5. O GIRO LINGUÍSTICO NA INTERPRETAÇÃO CONSTITUCIONAL – PLANO DE EFICÁCIA DAS NORMAS
Apesar de todos os pontos destacados que fundamentem a usucapião do bem público, partimos em busca do real sentido da interpretação constitucional, a qual, a nosso sentir, veda a possibilidade objeto do trabalho.
Esta ideia é relida por Heidegger e o método da redução eidética deve reduzir tudo aquilo da coisa que não seja a sua essência, logo, a partir da retirada do que dispensável, conheceríamos a coisa em si.
Seguindo o nosso giro hermenêutico paramos em Hans-Georg Gadamer, filósofo de fundamental importância para a interpretação constitucional.
Gadamer aprofundou os trabalhos de Heidegger e contrapôs o argumento da mera redução eidética do campo subjetivo para o campo sincrético. É que para Martin Heidegger a interpretação seria ato subjetivo sendo então impossível retirar dela elementos como o preconceito.
A linguagem seria então o indício da finitude de nosso conhecimento, assim a única maneira de superar o texto subjetivo da interpretação, contaminada pelos preconceitos do leitor, seria a construção de um horizonte que unisse ambos: autor e leitor em um só ponto.
Diz o Gadamer que: “a estreita presença que unia na sua origem a hermenêutica filológica com a jurídica apoiava-se no reconhecimento da aplicação com o momento integrante de toda a compreensão. Tanto para a hermenêutica jurídica quanto para a teleológica, é constitutiva a tensão que existe entre o texto proposto – da lei ou do anúncio – e o sentido que alcança sua aplicação ao instante concreto da interpretação, no juízo ou na pregação. Uma lei não quer ser entendida historicamente. A interpretação deve concretizá-la em sua validez jurídica”.( p. 474.1960)
Podemos ainda citar Bernardo Gonçalves Fernandes que ao construir a sua teoria da decisão a partir das obras de Lenio Streck diz: “o direito e as decisões judiciais não podem ser entendidas como um conjunto assistemático e esparso que não guarda interconexões com a comunidade de princípios (Dworkin) e a tradição (Gadamer) no qual estão inseridos. Se os capítulos de um romance estão escritos por vários autores devem guardar uma conexão interna de tal modo que cada autor continue a historia de seu antecessor de forma coerente (impedindo que o romance vire um conjunto de contos desconexos), afinal é um romance em cadeia) o mesmo deve acontecer com as decisões judiciais, que nada mais são do que a continuidade de uma história institucional. Ou seja, decisões judiciais não podem e não devem ser dadas (arbitrariamente) ad hoc.”(249, 2012)

•••••

- **TAREFAS A REALIZAR**
• a. Repita literalmente o trecho do texto apresentado que vai de "Gadamer aprofundou os" até "um só ponto.".
• b. Indique se cada afirmação abaixo está de acordo com o texto apresentado, respondendo sim ou não e citando literalmente as palavras do texto que o comprovam: (i) Gadamer aprofundou os trabalhos de Heidegger; (ii) segundo a citação de Gadamer, uma lei quer ser entendida historicamente; (iii) Bernardo Gonçalves Fernandes construiu sua teoria da decisão a partir das obras de Lenio Streck.
• c. Enumere todas as pessoas mencionadas pelo nome no texto apresentado.
Os dados não são necessários para a resolução das tarefas.

- **DADOS APRESENTADOS**
•••••

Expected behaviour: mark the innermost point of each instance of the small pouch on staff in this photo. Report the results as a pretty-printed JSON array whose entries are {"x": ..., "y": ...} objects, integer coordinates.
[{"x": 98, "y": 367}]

•••••

- **RESPOSTAS**
• a.
Gadamer aprofundou os trabalhos de Heidegger e contrapôs o argumento da mera redução eidética do campo subjetivo para o campo sincrético. É que para Martin Heidegger a interpretação seria ato subjetivo sendo então impossível retirar dela elementos como o preconceito.
A linguagem seria então o indício da finitude de nosso conhecimento, assim a única maneira de superar o texto subjetivo da interpretação, contaminada pelos preconceitos do leitor, seria a construção de um horizonte que unisse ambos: autor e leitor em um só ponto.

• b.
(i) Sim: "Gadamer aprofundou os trabalhos de Heidegger".
(ii) Não: "Uma lei não quer ser entendida historicamente."
(iii) Sim: "ao construir a sua teoria da decisão a partir das obras de Lenio Streck".

• c. Martin Heidegger, Hans-Georg Gadamer, Bernardo Gonçalves Fernandes, Lenio Streck e Dworkin.